Work instructions:
Go through the items below and copy out every line that contains the word "dining". Case matters, so count only matches with the same capitalization.

Exercise material:
----------

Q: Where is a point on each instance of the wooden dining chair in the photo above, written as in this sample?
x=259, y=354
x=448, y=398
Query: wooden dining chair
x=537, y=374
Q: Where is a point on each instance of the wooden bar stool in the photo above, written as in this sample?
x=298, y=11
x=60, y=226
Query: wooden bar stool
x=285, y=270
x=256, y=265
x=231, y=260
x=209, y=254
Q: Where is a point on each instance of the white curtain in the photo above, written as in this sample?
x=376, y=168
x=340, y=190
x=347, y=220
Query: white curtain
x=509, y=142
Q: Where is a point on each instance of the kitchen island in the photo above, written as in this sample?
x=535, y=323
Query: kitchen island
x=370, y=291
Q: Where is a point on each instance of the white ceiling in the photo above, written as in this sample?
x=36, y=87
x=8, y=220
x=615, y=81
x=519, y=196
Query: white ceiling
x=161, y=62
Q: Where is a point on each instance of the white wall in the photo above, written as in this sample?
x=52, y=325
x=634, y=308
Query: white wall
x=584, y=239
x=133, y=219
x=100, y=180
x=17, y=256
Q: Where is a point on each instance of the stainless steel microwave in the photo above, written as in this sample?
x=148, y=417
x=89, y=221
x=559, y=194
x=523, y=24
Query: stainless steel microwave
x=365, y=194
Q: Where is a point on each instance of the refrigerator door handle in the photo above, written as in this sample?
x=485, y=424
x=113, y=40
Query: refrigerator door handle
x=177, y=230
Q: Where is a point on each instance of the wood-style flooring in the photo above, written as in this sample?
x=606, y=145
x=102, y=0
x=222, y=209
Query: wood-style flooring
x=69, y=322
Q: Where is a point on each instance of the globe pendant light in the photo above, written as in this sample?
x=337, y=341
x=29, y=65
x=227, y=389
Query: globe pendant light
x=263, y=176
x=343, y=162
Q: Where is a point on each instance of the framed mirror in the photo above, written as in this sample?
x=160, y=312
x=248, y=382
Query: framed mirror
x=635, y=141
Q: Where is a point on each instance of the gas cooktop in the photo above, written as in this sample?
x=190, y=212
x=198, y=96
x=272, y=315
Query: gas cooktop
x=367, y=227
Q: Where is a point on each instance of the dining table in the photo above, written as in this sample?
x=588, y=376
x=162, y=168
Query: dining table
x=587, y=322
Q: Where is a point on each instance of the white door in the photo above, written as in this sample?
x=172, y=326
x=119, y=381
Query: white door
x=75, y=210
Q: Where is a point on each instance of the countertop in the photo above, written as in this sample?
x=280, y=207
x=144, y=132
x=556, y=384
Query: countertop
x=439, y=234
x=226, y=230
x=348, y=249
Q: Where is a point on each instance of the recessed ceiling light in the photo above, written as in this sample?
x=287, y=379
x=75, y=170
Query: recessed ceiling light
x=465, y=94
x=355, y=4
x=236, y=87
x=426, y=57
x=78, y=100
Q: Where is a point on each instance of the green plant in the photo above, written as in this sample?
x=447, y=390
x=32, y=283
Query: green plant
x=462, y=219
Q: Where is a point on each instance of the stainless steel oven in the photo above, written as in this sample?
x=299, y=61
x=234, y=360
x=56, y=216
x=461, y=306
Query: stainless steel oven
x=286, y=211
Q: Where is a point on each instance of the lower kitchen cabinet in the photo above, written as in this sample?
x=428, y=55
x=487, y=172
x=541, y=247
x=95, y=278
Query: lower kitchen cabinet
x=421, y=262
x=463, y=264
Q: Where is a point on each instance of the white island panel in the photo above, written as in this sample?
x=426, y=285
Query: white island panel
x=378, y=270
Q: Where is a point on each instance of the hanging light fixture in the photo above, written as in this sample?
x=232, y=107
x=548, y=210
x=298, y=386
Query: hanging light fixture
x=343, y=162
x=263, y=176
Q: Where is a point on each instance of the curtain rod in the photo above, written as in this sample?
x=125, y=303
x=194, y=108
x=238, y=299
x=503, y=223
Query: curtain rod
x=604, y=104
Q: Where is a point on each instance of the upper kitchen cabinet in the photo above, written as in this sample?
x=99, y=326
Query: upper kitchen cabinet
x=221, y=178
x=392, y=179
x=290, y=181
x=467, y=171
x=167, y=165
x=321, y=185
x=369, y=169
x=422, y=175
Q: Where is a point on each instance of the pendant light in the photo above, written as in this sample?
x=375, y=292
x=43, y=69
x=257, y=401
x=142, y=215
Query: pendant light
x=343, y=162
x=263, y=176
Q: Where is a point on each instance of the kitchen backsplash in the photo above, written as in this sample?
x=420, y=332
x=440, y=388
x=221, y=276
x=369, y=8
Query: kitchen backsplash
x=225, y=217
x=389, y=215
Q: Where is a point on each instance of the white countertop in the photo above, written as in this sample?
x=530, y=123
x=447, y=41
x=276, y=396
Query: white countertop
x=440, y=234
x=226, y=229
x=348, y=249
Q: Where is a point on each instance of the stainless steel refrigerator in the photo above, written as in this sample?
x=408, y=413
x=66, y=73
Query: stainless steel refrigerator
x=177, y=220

----------

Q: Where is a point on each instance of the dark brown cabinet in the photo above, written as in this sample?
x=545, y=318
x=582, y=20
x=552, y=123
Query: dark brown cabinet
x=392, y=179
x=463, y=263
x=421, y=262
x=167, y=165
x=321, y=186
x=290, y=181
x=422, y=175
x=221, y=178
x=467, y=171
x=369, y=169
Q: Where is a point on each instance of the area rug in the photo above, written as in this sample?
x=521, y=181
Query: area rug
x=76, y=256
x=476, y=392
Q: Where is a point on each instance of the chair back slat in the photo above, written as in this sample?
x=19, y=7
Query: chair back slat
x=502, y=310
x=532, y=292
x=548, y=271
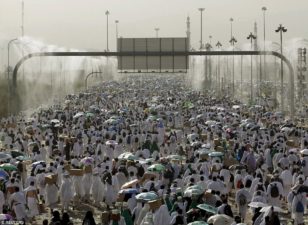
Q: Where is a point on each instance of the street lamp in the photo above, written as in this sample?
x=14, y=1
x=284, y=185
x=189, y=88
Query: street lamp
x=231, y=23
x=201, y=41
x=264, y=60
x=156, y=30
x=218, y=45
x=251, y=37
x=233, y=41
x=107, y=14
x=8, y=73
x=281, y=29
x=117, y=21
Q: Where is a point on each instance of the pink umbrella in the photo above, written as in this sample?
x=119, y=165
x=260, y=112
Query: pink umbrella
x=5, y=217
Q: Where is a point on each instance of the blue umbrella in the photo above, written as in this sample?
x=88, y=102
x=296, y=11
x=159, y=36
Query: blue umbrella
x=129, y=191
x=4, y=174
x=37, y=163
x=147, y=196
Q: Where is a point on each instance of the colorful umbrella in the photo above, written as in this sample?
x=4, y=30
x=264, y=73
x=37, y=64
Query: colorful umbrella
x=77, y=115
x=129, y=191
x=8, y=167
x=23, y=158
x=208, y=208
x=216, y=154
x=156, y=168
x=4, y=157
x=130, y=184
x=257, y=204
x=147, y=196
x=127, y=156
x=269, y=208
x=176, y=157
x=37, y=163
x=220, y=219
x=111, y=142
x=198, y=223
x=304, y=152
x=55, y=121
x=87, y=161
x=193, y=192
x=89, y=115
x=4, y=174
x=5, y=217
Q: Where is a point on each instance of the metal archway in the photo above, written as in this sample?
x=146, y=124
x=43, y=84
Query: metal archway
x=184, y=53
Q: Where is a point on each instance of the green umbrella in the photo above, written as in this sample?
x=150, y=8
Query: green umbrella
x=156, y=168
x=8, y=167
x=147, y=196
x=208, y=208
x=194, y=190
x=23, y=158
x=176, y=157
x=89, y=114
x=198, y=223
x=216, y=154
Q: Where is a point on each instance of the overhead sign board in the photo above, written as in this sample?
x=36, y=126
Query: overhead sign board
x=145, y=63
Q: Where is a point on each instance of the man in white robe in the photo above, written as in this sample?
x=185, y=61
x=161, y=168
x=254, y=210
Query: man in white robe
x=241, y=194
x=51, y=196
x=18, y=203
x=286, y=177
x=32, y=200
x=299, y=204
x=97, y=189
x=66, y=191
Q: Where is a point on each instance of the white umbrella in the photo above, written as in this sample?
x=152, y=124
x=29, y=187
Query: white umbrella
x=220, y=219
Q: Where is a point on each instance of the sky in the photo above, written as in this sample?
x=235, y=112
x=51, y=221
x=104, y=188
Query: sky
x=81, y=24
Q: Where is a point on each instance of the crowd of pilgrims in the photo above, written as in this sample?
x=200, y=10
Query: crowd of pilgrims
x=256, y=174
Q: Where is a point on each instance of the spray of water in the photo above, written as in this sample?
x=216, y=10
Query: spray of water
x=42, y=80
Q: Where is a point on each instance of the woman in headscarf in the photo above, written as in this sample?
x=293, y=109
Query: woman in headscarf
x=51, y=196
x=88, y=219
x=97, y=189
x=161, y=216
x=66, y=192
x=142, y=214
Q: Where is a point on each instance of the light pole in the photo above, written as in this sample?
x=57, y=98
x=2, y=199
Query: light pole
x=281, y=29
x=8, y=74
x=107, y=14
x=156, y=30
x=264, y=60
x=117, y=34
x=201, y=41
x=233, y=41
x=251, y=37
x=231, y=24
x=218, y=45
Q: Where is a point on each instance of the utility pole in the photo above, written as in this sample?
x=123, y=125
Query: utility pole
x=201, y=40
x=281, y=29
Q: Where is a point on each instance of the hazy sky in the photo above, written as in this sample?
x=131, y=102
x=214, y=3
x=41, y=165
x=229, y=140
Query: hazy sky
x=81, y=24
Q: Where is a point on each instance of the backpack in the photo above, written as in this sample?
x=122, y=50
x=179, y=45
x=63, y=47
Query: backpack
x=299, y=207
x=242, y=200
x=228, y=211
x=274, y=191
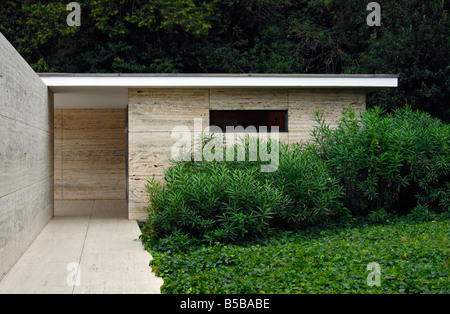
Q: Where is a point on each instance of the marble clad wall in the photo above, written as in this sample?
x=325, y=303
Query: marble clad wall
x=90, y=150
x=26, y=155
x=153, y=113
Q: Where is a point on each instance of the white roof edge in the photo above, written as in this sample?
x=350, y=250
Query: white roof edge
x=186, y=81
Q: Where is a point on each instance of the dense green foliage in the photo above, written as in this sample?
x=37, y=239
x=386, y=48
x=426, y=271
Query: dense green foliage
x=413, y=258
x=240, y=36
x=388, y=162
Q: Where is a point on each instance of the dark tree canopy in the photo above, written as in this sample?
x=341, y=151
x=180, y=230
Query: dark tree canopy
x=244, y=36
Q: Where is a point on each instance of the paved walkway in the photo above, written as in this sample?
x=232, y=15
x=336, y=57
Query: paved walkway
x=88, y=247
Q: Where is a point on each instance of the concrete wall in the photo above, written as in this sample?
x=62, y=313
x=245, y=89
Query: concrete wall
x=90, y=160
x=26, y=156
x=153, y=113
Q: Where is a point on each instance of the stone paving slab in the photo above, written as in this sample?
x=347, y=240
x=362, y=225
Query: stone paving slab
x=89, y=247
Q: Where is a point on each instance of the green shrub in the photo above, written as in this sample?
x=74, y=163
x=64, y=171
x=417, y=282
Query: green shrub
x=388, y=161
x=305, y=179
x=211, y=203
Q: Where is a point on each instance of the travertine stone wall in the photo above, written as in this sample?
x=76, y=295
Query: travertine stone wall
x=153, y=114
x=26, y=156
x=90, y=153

----------

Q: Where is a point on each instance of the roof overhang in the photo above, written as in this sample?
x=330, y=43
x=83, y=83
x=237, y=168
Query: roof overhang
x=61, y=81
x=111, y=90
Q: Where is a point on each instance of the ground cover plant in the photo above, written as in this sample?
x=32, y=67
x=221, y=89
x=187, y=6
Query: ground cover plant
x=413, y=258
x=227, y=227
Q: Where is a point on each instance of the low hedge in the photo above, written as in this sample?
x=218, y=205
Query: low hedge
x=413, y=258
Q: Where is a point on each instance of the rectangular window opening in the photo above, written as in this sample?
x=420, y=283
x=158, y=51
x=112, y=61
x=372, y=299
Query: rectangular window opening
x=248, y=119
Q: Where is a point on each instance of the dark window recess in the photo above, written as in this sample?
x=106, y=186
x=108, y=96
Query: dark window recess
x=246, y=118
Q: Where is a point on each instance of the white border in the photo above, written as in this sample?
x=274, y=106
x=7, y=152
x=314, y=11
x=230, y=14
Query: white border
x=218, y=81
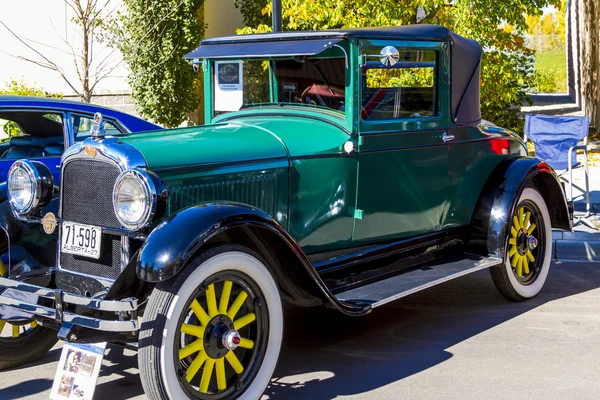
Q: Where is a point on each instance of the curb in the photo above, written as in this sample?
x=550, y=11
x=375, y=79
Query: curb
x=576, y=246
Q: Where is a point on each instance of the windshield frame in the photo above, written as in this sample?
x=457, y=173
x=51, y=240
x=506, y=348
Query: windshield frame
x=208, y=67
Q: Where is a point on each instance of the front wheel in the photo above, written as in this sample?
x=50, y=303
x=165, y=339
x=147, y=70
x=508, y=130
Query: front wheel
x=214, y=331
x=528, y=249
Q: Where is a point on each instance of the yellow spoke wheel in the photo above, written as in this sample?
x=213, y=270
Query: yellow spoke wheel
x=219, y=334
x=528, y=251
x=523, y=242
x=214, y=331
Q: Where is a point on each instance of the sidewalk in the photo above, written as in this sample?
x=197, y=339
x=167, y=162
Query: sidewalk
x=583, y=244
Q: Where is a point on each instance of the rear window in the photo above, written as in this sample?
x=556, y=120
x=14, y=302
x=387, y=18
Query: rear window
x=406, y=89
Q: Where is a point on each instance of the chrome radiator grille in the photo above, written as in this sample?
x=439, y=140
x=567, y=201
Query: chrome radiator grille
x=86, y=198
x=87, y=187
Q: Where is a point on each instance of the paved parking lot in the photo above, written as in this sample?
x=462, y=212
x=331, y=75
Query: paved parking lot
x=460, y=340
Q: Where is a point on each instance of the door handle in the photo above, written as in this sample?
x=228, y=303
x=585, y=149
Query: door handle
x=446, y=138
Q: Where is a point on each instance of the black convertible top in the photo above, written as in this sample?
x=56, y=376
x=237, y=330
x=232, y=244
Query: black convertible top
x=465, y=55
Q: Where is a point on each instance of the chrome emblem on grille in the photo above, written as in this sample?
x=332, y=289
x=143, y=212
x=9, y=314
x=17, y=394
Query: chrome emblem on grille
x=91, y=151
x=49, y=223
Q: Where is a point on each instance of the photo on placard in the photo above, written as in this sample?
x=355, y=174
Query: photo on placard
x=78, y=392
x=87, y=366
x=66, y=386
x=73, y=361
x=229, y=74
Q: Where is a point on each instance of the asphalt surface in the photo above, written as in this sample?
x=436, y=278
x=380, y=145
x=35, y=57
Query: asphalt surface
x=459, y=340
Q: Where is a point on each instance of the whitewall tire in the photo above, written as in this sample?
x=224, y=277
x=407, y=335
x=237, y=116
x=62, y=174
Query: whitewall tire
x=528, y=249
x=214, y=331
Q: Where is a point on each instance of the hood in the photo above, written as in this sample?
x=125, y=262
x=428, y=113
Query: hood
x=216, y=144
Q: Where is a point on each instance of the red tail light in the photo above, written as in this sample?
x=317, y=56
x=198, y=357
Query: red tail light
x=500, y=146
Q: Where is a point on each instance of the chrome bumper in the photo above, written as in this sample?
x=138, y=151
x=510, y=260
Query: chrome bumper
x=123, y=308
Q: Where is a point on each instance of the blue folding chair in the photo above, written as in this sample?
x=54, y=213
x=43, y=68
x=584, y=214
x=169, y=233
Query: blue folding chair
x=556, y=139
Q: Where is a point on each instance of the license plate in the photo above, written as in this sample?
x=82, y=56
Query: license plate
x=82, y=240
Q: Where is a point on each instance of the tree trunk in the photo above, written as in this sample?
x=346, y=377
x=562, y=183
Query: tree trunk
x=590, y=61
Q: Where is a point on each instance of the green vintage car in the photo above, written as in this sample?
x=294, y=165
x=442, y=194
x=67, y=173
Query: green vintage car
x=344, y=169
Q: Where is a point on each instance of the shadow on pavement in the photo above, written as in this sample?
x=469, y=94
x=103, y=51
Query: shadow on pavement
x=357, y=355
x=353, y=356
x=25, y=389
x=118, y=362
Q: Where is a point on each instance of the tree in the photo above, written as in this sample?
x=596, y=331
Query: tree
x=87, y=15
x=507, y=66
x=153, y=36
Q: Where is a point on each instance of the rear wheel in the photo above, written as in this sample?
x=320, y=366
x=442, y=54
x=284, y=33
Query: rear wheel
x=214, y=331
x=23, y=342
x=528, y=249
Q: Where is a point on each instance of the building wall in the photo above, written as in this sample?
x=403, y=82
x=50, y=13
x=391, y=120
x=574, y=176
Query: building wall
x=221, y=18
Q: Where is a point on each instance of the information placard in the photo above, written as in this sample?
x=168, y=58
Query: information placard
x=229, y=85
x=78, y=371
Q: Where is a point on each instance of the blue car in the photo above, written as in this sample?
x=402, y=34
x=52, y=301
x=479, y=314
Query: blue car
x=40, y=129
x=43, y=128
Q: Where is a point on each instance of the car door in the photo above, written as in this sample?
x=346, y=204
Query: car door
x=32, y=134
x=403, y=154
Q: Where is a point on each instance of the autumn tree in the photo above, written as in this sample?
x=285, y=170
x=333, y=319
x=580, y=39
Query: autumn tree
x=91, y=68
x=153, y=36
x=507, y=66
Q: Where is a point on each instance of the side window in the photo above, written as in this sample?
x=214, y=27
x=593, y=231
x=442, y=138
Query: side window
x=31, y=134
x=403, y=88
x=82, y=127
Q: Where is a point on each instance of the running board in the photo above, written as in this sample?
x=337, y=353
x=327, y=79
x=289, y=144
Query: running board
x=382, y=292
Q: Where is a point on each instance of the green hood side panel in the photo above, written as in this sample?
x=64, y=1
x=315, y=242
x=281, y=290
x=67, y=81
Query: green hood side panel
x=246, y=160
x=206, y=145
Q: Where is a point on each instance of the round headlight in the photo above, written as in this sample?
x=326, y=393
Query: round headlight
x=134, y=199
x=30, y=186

----------

Exercise response:
Q: Where is a point on each instance of the wooden dining chair in the photo above, written as in this sample?
Query: wooden dining chair
Q: Where is a point on each instance of the dining table in the photo above, written as in this sample?
Query: dining table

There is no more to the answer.